• _WHAT YOU SHOULD DO_
Each line from the one containing "woman in dark" to the end of the entries below must be restated exactly, and no other line should appear.
• • • •
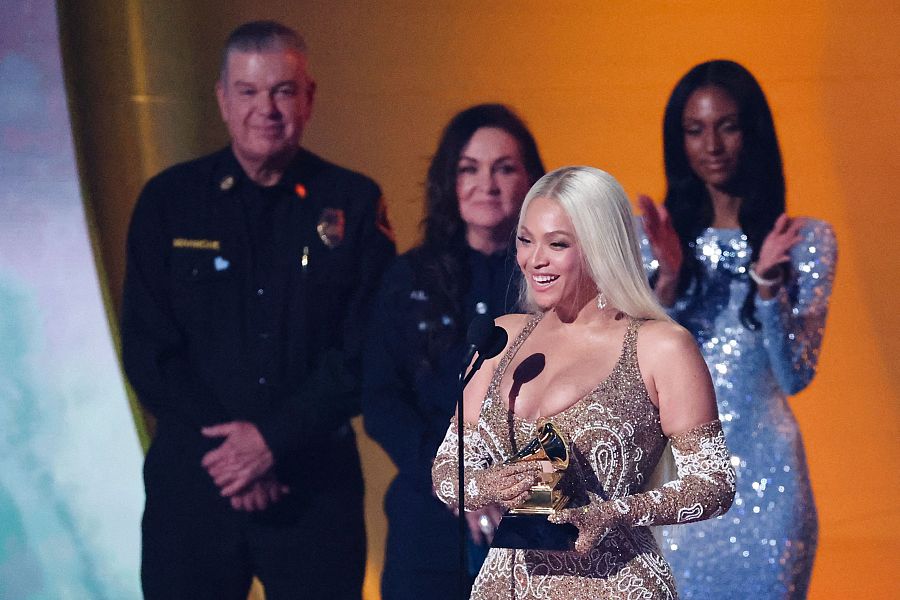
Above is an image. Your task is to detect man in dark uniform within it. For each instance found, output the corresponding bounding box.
[121,21,395,599]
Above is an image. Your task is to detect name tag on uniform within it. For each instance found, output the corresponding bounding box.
[172,238,221,251]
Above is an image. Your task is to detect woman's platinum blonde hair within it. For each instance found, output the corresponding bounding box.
[517,166,671,322]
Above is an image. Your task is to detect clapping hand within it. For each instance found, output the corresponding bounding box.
[637,195,682,306]
[637,195,682,279]
[755,214,802,285]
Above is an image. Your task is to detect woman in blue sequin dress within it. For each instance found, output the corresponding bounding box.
[637,60,836,599]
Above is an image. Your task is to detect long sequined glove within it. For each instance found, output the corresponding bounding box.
[431,416,542,511]
[548,491,625,553]
[467,463,543,510]
[550,420,735,553]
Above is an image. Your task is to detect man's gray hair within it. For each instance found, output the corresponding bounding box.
[220,20,307,79]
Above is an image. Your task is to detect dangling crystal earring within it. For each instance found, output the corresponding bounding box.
[597,293,607,310]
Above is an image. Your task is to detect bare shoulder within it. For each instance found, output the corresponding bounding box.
[636,319,702,370]
[637,319,696,352]
[636,318,716,427]
[496,312,532,332]
[495,313,533,345]
[491,313,532,358]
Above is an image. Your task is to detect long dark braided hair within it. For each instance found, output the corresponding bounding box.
[662,60,785,328]
[409,104,545,362]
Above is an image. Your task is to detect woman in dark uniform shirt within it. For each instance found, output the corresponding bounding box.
[362,104,545,600]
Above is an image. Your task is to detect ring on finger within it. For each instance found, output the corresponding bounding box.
[478,514,493,534]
• • • •
• _TASK RESULT_
Above is an image. Your task is to detect woman in dark uniform shirt within it. For each instance found, output the corresponding bounding box.
[362,104,545,600]
Above is an image. Your task is to detect ring on finger within it. For each instance found, output the corresponding bounding box.
[478,514,493,534]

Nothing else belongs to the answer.